- Exercise objective -
Would you please copy each line of the data in which the string "target" occurs?

- Dataset records -
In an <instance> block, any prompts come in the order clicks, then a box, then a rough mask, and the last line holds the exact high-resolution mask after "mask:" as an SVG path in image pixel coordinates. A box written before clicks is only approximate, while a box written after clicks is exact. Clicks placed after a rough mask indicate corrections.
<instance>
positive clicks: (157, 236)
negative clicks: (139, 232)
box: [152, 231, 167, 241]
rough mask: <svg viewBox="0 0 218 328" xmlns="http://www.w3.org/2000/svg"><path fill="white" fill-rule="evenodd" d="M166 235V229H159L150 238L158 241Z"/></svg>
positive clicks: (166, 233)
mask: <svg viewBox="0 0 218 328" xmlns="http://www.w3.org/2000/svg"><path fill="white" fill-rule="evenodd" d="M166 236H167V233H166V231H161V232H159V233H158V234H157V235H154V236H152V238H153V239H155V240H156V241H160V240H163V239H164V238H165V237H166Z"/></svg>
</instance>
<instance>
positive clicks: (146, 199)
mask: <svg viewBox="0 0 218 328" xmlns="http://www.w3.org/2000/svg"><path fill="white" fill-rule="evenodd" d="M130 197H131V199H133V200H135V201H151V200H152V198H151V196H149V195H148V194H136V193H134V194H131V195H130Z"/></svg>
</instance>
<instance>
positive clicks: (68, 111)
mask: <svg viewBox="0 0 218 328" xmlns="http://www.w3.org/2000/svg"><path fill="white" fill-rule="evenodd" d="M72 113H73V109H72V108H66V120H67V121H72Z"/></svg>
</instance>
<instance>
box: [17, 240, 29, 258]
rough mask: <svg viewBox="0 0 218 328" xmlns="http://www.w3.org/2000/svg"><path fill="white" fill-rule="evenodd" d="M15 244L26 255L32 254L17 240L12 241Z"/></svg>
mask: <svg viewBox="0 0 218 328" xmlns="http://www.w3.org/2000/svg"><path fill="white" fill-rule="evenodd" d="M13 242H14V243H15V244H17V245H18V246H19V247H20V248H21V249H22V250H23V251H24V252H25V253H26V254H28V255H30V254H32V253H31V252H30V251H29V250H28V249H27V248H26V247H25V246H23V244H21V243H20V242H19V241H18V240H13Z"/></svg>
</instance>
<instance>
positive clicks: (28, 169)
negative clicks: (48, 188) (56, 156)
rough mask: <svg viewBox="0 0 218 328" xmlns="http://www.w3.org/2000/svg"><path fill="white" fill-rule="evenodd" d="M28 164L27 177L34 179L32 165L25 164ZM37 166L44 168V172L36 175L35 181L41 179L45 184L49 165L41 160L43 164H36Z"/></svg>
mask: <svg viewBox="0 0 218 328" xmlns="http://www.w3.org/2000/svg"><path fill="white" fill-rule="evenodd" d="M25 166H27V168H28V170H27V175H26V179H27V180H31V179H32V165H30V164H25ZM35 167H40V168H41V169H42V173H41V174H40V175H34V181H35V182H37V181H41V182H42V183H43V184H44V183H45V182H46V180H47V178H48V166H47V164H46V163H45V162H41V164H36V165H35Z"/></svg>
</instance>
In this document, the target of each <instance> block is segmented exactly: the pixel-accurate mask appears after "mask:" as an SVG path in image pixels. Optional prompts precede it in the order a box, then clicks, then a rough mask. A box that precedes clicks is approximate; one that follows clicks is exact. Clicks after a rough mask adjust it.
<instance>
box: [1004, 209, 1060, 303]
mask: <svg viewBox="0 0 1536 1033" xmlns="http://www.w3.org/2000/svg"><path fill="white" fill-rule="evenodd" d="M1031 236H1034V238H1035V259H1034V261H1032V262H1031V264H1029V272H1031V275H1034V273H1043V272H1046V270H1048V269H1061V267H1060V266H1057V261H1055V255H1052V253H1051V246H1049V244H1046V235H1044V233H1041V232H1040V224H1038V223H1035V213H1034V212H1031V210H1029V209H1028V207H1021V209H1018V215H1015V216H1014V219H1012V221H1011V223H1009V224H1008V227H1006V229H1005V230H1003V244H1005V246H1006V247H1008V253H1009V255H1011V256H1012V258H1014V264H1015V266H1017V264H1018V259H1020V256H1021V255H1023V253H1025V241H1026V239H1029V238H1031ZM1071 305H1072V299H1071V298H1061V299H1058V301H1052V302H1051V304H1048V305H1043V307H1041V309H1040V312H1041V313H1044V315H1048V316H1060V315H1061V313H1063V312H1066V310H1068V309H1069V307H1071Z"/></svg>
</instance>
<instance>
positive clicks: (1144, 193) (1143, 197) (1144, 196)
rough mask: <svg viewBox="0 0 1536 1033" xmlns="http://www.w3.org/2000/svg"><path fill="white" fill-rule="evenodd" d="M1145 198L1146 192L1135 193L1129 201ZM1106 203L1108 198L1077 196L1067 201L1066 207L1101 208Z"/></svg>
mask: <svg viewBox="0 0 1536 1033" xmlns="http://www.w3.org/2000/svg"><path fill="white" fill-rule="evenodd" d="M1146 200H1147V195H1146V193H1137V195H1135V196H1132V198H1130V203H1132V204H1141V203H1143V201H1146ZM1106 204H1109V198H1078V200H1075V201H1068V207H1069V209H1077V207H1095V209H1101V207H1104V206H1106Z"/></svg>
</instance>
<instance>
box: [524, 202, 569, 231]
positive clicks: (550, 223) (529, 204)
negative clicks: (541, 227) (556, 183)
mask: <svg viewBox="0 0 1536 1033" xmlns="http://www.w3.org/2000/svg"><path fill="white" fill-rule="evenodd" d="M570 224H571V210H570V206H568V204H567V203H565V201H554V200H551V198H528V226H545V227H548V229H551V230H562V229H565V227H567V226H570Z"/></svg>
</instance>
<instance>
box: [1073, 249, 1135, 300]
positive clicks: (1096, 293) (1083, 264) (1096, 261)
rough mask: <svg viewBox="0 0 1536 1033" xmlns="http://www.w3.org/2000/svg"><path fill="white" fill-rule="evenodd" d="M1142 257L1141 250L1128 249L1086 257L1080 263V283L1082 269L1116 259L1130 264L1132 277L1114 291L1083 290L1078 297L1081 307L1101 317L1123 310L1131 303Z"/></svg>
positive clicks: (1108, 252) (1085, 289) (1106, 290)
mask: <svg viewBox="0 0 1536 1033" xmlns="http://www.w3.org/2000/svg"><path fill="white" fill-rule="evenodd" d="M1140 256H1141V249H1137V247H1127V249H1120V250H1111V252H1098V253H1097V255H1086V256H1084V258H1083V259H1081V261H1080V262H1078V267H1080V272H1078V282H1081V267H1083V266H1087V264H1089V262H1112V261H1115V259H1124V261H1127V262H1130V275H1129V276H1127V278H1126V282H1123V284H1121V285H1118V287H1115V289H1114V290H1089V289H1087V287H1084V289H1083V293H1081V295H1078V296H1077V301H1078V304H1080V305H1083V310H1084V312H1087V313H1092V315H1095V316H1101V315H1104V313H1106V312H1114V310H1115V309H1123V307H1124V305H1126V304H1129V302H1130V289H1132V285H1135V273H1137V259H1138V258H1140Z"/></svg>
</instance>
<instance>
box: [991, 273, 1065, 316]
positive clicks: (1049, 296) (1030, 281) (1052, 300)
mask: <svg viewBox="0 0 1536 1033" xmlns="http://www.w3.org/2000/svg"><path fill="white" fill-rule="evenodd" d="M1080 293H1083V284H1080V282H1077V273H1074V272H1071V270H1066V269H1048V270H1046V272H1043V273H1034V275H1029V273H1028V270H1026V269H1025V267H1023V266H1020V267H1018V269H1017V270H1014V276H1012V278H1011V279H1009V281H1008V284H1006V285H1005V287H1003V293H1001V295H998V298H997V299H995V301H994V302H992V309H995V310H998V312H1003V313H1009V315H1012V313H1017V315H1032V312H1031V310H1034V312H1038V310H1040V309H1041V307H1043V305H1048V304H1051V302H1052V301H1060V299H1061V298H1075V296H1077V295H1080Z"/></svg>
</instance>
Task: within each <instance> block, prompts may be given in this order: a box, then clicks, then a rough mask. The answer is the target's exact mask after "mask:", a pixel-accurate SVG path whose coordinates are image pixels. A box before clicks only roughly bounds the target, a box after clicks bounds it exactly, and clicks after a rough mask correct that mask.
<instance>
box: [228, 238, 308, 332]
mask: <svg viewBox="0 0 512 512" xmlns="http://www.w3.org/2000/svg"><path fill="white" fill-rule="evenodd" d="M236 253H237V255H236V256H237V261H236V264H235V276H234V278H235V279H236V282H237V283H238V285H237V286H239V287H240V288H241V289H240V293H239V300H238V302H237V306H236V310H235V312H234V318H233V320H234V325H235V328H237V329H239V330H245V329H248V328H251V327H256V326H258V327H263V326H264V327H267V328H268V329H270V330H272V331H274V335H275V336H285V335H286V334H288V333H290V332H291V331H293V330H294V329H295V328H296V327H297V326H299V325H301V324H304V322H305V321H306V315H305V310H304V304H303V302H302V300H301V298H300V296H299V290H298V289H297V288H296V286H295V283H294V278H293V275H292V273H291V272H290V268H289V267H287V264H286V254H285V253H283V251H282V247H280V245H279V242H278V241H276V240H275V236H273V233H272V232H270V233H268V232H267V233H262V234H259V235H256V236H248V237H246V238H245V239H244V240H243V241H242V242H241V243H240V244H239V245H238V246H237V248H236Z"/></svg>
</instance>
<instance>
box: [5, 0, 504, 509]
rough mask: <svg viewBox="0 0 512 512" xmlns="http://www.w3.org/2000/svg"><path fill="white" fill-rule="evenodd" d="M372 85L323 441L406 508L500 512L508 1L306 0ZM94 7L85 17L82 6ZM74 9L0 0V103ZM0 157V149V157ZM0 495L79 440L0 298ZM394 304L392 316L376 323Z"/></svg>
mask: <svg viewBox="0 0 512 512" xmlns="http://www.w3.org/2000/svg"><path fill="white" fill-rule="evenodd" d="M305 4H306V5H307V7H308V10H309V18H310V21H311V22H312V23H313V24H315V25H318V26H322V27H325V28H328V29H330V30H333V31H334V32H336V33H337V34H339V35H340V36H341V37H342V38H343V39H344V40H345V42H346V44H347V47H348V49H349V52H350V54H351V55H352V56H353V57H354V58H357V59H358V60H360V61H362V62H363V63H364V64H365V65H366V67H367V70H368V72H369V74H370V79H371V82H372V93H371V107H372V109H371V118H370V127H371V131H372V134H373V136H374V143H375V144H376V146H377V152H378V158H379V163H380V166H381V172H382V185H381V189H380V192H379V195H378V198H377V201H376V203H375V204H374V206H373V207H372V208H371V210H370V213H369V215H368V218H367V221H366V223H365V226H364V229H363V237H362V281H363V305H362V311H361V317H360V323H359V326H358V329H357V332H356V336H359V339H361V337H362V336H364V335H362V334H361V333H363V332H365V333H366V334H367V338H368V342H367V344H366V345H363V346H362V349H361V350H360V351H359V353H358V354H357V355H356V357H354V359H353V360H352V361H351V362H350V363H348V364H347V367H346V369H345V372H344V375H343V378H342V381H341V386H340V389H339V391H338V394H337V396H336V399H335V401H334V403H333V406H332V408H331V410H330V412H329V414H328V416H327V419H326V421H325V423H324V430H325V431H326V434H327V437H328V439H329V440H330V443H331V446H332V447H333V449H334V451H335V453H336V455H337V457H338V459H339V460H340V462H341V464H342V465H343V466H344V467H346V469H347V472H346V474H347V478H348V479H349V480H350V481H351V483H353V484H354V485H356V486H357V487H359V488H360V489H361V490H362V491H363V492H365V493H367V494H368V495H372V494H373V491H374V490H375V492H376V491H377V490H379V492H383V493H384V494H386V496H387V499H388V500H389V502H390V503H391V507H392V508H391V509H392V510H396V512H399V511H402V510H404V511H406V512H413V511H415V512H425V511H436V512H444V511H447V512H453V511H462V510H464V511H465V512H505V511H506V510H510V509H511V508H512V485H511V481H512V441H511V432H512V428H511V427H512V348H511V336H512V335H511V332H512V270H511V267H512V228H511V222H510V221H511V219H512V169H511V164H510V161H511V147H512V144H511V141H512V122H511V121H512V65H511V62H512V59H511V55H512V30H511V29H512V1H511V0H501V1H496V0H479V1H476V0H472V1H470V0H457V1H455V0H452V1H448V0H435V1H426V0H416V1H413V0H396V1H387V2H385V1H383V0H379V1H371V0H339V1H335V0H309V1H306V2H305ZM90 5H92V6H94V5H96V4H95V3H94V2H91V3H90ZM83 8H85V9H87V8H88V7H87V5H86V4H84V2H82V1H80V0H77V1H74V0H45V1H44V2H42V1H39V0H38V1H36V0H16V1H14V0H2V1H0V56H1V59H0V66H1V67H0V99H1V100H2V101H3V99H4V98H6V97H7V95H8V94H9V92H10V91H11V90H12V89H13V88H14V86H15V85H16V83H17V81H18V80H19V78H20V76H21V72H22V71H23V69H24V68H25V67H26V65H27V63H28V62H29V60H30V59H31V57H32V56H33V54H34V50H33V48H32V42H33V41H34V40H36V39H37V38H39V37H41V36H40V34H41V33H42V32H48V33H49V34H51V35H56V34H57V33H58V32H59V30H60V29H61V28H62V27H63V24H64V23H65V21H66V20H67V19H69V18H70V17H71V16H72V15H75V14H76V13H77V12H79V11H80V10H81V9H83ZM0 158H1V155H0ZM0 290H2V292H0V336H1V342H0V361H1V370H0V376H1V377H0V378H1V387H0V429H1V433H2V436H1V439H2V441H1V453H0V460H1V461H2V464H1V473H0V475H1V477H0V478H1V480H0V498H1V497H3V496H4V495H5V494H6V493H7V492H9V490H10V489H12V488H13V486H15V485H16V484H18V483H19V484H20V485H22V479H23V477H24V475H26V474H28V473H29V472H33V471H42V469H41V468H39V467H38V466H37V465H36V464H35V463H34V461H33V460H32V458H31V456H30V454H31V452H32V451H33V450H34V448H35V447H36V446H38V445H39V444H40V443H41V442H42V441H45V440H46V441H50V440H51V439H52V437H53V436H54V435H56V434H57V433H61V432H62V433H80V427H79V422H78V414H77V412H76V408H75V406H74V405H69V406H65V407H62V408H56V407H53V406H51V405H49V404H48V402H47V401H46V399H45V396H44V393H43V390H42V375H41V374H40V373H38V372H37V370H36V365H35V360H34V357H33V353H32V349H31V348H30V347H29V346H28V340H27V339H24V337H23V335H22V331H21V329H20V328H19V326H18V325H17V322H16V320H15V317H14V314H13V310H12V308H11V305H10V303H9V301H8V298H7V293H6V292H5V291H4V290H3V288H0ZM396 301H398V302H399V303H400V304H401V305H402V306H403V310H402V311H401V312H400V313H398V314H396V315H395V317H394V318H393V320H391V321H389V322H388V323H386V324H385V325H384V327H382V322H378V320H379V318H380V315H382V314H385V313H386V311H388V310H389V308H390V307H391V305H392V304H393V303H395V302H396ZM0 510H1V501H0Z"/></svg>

- Answer -
In this document, the target of each <instance> block is segmented exactly: the pixel-accurate mask appears after "mask:" as an SVG path in image pixels. Optional prompts precede it in the order a box, then clicks, then a rough mask. A box that precedes clicks is approximate; one that follows clicks is exact. Clicks after a rough mask adjust it.
Task: within each <instance> block, prompts may be given in this order: a box, then clicks, then a rough mask. The answer is the target's exact mask after "mask:", a pixel-accurate SVG path whose coordinates are image pixels. A box before clicks only roughly bounds the target, a box after clicks bounds it exactly, and clicks after a rough mask correct that mask.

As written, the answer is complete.